**Исходный текст**

______________________________

Письма начинающим литераторам - Максим Горький 2 стр.


Чем более глубоко и широко будет осуществлять наш рабочий класс свою историческую задачу - тем дальше будут отскакивать от него люди неискренние, - люди, механически приспособившиеся к нему, к его работе. Но тем однороднее, крепче будет рабочий класс, тем более мощно станет влияние его партии на массу.

III

Рассказы Ваши прочитал.

Вы прислали два черновика; оба написаны "на скорую руку", непродуманны и до того небрежны, что в них совсем не чувствуется автор тех двух очерков, которые я Вам обещал напечатать и которые подкупили меня своим бодрым настроением.

Хуже того - в "Обгоне" и "Вызове" не чувствуешь ни любви к литературной работе, ни уважения к читателю, а если у Вас нет ни того, ни другого - Вы не научитесь писать и не быть Вам полезным работником в области словесного искусства.

Талант развивается из чувства любви к делу, возможно даже, что талант - в сущности его - и есть только любовь к делу, к процессу работы. Уважение к читателю требуется от литератора так же, как от хлебопёка: если хлебопёк плохо промешивает тесто, если из-под его рук в тесто попадает грязь, сор, значит хлебопёк не думает о людях, которые будут есть хлеб, или же считает их ниже себя, или же он - хулиган, который, полагая, что "человек не свинья, всё съест", нарочно прибавляет в тесто грязь. В нашей стране наш читатель имеет особенное, глубоко обоснованное право на уважение, потому что он - исторически - юноша, который только что вошёл в жизнь, и книга для него - не забава, а орудие расширения знаний о жизни, о людях.

Судя по тому, как Вы разработали тему рассказа "Обгон", Вы сами относитесь к действительности нашей очень поверхностно.

Тема рассказа - нова и оригинальна: мать, ткачиха, соревнуется с дочерью; на соревнование вызвала её дочь, но мать, работница более опытная, победила дочь. Победа матери требовала от Вас юмористического отношения к дочери, это было бы весьма поучительно для многих дочерей и сыновей и было бы более правдиво. Победа эта не могла не вызвать со стороны старых рабочих хвастовства перед молодёжью своим опытом, - это Вами не отмечено. Вы догадались, что соревнование должно было повлиять на домашние, личные отношения матери к дочери, но не договорили этого. Перед Вами была хорошая возможность показать на этом, сравнительно мелком, факте взаимоотношения двух поколений. Вы этой возможности не использовали. В общем же Вы скомкали, испортили очень интересную тему, совершенно не поняв её жизненного значения.

______________________________

**Исходные данные**
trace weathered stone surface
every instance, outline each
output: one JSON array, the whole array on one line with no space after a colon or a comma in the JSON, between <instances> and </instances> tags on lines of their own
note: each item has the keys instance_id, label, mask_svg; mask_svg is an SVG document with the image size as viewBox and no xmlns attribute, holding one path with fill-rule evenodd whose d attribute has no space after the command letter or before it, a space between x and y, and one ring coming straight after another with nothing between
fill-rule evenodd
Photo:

______________________________

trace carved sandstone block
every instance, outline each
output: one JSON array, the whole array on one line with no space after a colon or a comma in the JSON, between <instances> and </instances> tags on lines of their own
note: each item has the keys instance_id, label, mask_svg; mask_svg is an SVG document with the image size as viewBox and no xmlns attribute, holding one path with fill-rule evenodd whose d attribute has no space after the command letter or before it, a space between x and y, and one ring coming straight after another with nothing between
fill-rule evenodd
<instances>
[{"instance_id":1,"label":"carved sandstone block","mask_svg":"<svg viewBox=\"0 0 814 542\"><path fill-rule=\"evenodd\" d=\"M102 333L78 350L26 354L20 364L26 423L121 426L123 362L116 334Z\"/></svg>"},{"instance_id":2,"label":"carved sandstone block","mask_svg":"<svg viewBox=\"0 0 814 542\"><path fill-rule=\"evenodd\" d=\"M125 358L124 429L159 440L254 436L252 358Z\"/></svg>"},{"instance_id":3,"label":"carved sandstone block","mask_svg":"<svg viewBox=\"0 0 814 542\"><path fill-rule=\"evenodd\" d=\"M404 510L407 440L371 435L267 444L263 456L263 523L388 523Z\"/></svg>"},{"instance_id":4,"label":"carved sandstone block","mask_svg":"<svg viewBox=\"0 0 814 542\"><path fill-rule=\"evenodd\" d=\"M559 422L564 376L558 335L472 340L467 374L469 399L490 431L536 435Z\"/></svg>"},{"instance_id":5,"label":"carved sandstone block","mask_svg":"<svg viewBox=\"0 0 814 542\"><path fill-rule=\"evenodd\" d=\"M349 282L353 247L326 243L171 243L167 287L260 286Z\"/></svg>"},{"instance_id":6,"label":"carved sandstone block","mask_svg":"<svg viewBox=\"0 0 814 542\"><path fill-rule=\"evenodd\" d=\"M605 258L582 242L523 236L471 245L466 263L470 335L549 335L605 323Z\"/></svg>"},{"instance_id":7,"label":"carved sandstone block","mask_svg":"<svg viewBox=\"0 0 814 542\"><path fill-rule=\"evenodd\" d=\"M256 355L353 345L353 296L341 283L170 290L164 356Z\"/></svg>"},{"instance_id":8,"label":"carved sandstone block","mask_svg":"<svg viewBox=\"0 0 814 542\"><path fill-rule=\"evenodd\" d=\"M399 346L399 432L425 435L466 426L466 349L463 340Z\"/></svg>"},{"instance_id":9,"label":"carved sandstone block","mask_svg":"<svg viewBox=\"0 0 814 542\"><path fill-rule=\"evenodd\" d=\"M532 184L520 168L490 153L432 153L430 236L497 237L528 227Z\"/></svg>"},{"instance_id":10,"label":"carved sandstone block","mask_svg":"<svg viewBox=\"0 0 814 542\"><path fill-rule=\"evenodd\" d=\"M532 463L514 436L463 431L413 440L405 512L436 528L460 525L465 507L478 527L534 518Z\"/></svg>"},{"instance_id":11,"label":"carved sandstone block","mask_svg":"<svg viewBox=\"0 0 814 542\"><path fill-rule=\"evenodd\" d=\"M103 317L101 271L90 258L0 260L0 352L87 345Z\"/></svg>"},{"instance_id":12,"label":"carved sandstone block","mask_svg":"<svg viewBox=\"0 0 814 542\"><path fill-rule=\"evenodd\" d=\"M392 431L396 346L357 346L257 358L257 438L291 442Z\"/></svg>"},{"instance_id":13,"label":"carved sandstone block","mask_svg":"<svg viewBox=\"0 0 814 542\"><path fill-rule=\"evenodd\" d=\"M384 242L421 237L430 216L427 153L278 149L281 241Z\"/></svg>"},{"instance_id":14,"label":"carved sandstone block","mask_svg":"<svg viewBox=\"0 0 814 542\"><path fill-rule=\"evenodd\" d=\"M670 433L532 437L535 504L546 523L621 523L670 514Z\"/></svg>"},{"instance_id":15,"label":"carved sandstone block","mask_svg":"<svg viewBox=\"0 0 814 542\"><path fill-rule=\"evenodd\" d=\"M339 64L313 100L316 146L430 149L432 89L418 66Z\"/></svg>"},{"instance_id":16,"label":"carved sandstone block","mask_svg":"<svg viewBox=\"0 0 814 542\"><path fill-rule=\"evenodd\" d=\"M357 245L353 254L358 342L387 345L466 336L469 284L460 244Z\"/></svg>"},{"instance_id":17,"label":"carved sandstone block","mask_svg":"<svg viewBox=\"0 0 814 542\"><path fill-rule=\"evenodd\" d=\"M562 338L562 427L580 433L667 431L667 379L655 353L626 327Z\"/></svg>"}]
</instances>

______________________________

**Задания**
(a) Кто, согласно письму, победил в соревновании в рассказе «Обгон»?
(b) Перепишите из письма дословно фрагмент от «Чем более глубоко» до «своим бодрым настроением.».

**Ответы**
(a) Мать-ткачиха, как более опытная работница.

(b)
Чем более глубоко и широко будет осуществлять наш рабочий класс свою историческую задачу - тем дальше будут отскакивать от него люди неискренние, - люди, механически приспособившиеся к нему, к его работе. Но тем однороднее, крепче будет рабочий класс, тем более мощно станет влияние его партии на массу.

III

Рассказы Ваши прочитал.

Вы прислали два черновика; оба написаны "на скорую руку", непродуманны и до того небрежны, что в них совсем не чувствуется автор тех двух очерков, которые я Вам обещал напечатать и которые подкупили меня своим бодрым настроением.